# Directions:
1 - Copy the stretch of the blog post on the film Shine from "I was, then, somewhat" through "it might have." word for word.
2 - Write the next part of the blog post reflecting on the film Shine, picking up after its last sentence.

*** Passage provided ***

Sunday, June 26, 2011

Shine - The Reluctant Psychoanalyst Reflects on the Tragedy of Trust





Last night we watched Shine, the intriguing 1996 film about David Helfgott directed by Scott Hicks.   Biopics are a particularly intriguing genre to watch from a psychoanalytic perspective.  They are movies about actual events, actual people, and they are narratives that tell a story – and reveal greater truths.  They have to hold together as a movie or – from my perspective – as a dream, for them to work, thus the successful biopic – or for that matter the successful historical movie of any sort - will sacrifice biographical details to achieve narrative integrity.  Shakespeare’s “historical” plays set an early precedent for this, though I think the tradition probably goes at least as far back as Sophocles' Oedipus Rex.

I was, then, somewhat disappointed by one performance in particular in this film – that of John Gielgud, of all people.  The film is about many things, but one that it could have been about, the question “Why did David Helfgott go mad”, did not get quite the satisfactory answer that it might have. 

Obviously David (played by Geoffrey Rush) went mad not just because of whatever biological predisposition to schizophrenia or schizoaffective disorder or whatever clinical label we attach to his madness, but because of the horrific treatment he received from his father, very ably played by Armin Mueller-Stahl.  His father was a child of parents killed in the holocaust, but also the child of a man he viewed as a tyrant for destroying the violin he purchased.  The child, now David’s father, works to undo the tyranny of his father by engaging in the opposite behavior, encouraging his son’s prodigious musical talent through teaching him to play the piano.   He does this, however, tyrannically – teaching him that the only thing that matters is to win competitions; further, he severely limits his contact with other children and even with potentially helpful teachers and institutions.

*** End of Passage provided ***
*** Information supplied ***

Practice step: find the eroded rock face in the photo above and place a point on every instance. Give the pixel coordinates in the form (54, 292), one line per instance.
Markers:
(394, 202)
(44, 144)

*** End of Information supplied ***

# Solved problems:
1 -
I was, then, somewhat disappointed by one performance in particular in this film – that of John Gielgud, of all people.  The film is about many things, but one that it could have been about, the question “Why did David Helfgott go mad”, did not get quite the satisfactory answer that it might have.

2 -
One theme, then, is that the father is very threatened by the outside world.  He wants to preserve his family – to not have it be destroyed as his own family of origin was – by the holocaust.  He demands that David both remain loyal to the family by not leaving it and that he explore his native talents, something that he cannot do within the confines of the family.  David is forced to make a terrible choice, to leave the family, to leave Australia and travel to England for training, and his father disowns him for doing this.  The resulting agonizing loneliness and the pursuit of playing Rachmaninoff’s Third Piano Concerto are the putative reasons for his break from reality.

In fact, I believe there is an even more powerful factor that is only hinted at in the movie.  Just as his father could not escape his fate despite his best efforts – his poignant efforts to prevent the kind of destruction that befell his birth family from happening to the family he builds with his wife and kids and instead creates the very hell he fears – David escapes the tyranny of his father only to discover that his talent attracts tyrants.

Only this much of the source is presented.